[Point labeling data based on photos]
** start **
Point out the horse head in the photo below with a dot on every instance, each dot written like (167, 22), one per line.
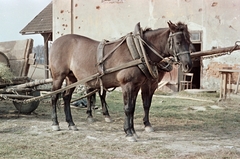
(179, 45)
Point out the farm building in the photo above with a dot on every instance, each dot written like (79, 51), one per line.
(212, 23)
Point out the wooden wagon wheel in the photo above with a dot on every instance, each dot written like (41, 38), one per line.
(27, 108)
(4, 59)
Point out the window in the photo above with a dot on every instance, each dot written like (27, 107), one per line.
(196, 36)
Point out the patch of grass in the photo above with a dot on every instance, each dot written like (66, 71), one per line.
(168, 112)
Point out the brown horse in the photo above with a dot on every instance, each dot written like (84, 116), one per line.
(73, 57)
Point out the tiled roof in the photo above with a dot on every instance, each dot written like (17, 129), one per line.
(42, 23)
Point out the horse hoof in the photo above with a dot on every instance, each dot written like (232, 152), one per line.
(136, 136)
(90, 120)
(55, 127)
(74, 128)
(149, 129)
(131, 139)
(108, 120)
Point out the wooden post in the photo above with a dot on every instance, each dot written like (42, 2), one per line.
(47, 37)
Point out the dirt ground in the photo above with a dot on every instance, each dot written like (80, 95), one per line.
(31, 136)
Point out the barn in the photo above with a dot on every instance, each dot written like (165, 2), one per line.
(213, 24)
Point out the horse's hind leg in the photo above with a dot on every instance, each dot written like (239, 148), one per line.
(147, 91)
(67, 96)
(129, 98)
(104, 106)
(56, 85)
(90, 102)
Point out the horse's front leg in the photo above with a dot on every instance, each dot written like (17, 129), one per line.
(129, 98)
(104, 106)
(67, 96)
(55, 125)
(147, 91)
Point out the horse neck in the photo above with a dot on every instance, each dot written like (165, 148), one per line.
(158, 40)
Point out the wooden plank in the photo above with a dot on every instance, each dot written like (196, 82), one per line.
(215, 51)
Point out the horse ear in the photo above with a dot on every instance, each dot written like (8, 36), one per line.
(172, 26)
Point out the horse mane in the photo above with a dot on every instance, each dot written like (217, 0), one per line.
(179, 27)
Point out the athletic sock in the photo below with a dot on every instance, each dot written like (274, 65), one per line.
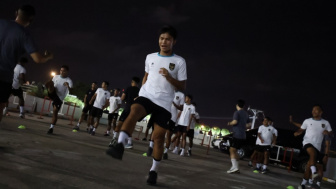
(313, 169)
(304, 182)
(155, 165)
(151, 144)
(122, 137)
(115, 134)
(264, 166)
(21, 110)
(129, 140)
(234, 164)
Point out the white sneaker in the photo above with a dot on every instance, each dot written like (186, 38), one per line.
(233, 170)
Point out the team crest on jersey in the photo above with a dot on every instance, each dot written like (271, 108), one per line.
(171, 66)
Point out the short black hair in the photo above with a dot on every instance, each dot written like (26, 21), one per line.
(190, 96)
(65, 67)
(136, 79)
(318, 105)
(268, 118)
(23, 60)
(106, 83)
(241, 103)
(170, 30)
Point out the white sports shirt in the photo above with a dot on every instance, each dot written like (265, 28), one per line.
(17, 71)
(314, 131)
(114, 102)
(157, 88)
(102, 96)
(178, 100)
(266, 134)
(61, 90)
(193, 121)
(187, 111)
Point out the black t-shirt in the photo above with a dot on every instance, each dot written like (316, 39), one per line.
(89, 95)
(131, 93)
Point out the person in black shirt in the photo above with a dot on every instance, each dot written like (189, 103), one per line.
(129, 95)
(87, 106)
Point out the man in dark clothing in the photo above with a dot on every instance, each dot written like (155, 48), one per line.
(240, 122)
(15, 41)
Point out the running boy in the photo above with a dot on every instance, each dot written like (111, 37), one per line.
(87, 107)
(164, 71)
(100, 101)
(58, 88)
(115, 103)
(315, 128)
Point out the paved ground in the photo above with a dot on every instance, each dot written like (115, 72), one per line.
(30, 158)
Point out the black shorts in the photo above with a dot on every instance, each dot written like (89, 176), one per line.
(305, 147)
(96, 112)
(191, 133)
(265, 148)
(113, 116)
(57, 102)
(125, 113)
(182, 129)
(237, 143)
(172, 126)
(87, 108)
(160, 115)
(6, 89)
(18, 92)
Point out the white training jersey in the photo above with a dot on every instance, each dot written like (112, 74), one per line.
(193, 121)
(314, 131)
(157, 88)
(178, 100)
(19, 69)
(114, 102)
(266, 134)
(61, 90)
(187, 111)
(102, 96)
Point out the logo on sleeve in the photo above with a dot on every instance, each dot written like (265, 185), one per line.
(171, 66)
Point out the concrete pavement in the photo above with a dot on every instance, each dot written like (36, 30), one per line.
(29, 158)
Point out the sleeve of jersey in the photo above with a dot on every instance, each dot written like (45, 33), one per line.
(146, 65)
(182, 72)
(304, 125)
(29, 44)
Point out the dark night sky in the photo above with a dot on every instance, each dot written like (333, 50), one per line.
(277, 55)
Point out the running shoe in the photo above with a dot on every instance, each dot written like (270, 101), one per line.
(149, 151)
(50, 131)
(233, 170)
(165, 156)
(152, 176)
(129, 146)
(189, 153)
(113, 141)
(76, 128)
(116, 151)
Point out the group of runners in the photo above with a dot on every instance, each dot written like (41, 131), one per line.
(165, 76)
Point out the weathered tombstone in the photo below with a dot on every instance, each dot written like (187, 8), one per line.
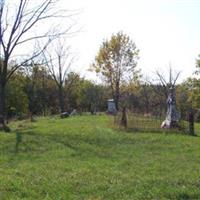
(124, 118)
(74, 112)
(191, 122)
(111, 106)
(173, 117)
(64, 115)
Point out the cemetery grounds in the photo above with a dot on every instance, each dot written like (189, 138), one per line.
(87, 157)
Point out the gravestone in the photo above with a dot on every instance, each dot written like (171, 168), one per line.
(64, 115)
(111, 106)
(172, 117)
** end **
** start **
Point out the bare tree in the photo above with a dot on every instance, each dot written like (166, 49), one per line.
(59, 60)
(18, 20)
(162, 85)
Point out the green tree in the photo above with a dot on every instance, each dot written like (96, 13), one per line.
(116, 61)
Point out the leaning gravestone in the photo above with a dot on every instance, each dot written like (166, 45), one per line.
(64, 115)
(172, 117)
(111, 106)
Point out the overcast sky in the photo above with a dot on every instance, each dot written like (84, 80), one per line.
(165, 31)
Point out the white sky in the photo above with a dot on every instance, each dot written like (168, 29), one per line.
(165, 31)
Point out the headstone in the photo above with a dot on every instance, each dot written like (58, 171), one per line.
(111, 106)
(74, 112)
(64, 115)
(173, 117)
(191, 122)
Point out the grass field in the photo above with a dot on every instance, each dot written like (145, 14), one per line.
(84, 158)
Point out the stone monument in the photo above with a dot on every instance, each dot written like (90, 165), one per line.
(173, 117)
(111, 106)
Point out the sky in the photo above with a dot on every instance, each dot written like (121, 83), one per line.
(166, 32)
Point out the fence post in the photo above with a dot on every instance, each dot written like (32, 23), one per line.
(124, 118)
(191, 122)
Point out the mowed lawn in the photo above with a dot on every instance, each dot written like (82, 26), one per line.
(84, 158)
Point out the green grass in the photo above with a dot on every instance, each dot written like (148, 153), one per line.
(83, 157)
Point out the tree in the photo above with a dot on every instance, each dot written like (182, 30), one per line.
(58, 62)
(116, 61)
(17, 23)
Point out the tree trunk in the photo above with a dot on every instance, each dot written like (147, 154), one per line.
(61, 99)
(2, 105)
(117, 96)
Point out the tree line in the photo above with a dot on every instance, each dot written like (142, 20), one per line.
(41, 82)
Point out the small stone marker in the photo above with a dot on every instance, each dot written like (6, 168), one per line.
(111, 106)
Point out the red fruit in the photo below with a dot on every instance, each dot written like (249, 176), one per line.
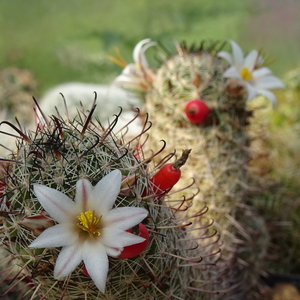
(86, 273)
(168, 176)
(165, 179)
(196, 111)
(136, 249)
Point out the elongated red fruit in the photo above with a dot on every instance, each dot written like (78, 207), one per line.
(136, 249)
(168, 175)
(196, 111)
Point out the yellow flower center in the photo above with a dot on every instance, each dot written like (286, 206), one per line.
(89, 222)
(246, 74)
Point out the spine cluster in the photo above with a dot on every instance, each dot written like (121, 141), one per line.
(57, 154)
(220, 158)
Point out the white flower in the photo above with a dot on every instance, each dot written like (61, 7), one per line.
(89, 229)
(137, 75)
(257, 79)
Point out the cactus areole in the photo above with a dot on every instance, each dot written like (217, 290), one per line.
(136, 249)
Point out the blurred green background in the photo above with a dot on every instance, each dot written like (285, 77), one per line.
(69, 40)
** end **
* EXERCISE GOAL *
Pick out every line in the entries above that contains the word "running", and copy each one.

* TASK RESPONSE *
Point out the running boy in the photo above with a dot on every instance, each dot written like (111, 37), one per line.
Point out the running shoe in the photo above with a dot on every instance, each dot written like (270, 101), one per line.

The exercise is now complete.